Text excerpt –

Mattheson must have felt an odd sense of déjà vu at this time, having written an opera based on the life of Boris Godunov just a few years earlier. In 1710, the life and legacy of Tsar Boris was still fresh in the minds of many Europeans. It had only been a little over 125 years since Ivan the Terrible died, leaving just one legitimate son, Fyodor, to inherit the throne. With the “feeble-minded” Fyodor unfit to rule on his own, Boris—whose own sister was married to the young tsar—was appointed to a “regency council” established to help run the country without threatening the divine right of kings. After the death of other council members, Boris became the tsar in all but name. All he had to do was wait for the childless Fyodor to die as well. As the full title of Mattheson’s “Boris Goudenow, or The Throne Attained Through Cunning, or Honor Joined Happily With Affection” would suggest, the action of his opera takes place in this quasi-interregnum between the death of Ivan the Terrible and the coronation of Boris Godunov.
And here’s where my brain starts to break. Knowing the opening of Mussorgsky’s more famous take on the tsar, the kidney-shaking clamor of Orthodox church bells combined with Boris’s first line professing the sadness of his soul, I’m met with expectational whiplash when Mattheson’s overture sounds more like “Alcina” than “Khovanshchina.” The baroque optimism of the opening chorus is, likewise, unclouded by the smoke of incense and famine: “Supreme days of happiness with love and peace serving as our wisest counsel. Division, partition, self-interest: here unity defies you and serves our will.”
Sure, Jan.
Of course, Mattheson was a few centuries ahead of Alexander Pushkin’s “Boris Godunov,” the “Henry IV”-like source material for Mussorgksy’s opera. While the German composer’s final opera was, by happenstance, based on the same Shakespeare play that informed Pushkin’s drama, he didn’t apply a comparative literary lens to his Boris. There again, Pushkin’s dramatization of Boris’s life was burdened by its own bias—or, perhaps more accurately, the bias of Pushkin’s personal censor, Tsar Nicholas I. (For this same reason, the character of Ivan Mazepa in Pushkin’s narrative poem, “Poltava,” does not come across as the hero of the story in the same way that he does in Ukrainian history books.)

Description of the task –
Pick up the passage on Mattheson's Boris Godunov opera after its last sentence and continue writing it.

Record set –

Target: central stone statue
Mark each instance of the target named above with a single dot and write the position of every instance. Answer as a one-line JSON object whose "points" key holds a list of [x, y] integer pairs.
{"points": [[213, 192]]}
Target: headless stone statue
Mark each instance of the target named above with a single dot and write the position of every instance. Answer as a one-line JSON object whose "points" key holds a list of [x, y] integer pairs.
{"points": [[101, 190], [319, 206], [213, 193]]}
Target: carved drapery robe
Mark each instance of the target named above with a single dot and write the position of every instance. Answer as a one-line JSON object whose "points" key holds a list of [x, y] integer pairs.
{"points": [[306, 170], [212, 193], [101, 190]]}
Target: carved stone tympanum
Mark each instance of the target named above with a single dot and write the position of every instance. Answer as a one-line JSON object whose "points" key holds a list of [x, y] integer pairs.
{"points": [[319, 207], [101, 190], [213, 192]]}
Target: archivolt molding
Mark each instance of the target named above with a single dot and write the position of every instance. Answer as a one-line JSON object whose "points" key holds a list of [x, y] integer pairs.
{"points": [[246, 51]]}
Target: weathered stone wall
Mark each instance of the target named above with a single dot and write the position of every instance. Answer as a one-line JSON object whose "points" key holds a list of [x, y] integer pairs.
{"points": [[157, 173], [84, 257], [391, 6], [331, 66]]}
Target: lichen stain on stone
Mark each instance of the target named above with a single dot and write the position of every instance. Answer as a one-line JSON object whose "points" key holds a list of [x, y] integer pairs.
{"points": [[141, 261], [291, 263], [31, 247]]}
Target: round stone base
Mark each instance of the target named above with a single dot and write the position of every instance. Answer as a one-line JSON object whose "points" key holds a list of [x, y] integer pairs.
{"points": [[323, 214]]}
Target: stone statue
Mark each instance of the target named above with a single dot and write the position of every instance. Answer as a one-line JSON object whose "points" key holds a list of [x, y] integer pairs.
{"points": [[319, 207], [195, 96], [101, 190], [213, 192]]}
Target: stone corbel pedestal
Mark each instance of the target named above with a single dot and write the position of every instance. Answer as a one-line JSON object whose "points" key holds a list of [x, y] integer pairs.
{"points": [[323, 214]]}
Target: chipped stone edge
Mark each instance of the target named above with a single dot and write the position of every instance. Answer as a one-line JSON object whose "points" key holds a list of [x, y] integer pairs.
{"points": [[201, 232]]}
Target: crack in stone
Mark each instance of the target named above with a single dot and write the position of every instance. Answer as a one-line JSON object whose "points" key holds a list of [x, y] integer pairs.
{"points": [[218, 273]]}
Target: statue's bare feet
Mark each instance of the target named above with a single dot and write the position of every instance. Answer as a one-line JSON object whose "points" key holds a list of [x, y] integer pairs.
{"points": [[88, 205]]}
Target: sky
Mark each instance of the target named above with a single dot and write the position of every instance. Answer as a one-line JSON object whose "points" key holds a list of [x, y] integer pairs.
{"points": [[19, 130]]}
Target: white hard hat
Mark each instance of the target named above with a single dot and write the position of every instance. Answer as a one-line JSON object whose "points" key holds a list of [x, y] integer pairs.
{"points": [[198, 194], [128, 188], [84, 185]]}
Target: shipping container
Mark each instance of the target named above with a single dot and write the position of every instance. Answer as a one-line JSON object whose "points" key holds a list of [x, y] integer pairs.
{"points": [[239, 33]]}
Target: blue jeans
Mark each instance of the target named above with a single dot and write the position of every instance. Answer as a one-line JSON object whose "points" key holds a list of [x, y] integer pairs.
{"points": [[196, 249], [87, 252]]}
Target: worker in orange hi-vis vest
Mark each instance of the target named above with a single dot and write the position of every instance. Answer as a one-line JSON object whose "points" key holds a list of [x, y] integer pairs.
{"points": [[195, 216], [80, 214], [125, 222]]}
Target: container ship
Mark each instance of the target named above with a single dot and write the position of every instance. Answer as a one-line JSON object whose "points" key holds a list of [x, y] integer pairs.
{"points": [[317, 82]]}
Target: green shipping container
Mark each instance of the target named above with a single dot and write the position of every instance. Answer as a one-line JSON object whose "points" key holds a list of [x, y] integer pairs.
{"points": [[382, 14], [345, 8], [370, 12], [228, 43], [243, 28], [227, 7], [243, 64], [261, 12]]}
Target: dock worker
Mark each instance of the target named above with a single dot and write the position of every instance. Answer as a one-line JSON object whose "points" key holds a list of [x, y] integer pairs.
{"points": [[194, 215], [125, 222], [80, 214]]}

Response to this task –
Mattheson, whose “Boris” is dedicated “to Mr. Johann Wich, His Royal Majesty of Great Britain’s Extraordinary Ambassador, to the Most Serene Highnesses and Lords, the Dukes of Holstein and Mecklenburg, and to the capitals of the District of Lower Saxony, Landgrave of the Two Caroli- nas etc., to my Most Gracious Lord and Maecenas,” likewise knew which side of his brötchen was buttered. His opera is wise about power—“Gemstones that adorn the crown cover an inner blaze; hands that grasp the scepter hold a dangerous pledge,” sings a decidedly un-feeble Tsar Fyodor in Act I—but it also paints Boris not as a despot, but rather a cunning politician. “‘Upward!’ shall always be my motto,” the once and future tsar sings in Act I. “Majesty means twofold pleasure when craft knows the path and cleverly furthers our goal.” When the opera ends in Boris’s coronation, the event comes after he demurs in earlier discussions over who is to succeed Fyodor. (“Seldom will he be granted what he strongly desires, but often he’ll be offered what he seems to refuse,” Boris tells us in a “Richard III”-like aside.) His soul isn’t sad, it’s sated.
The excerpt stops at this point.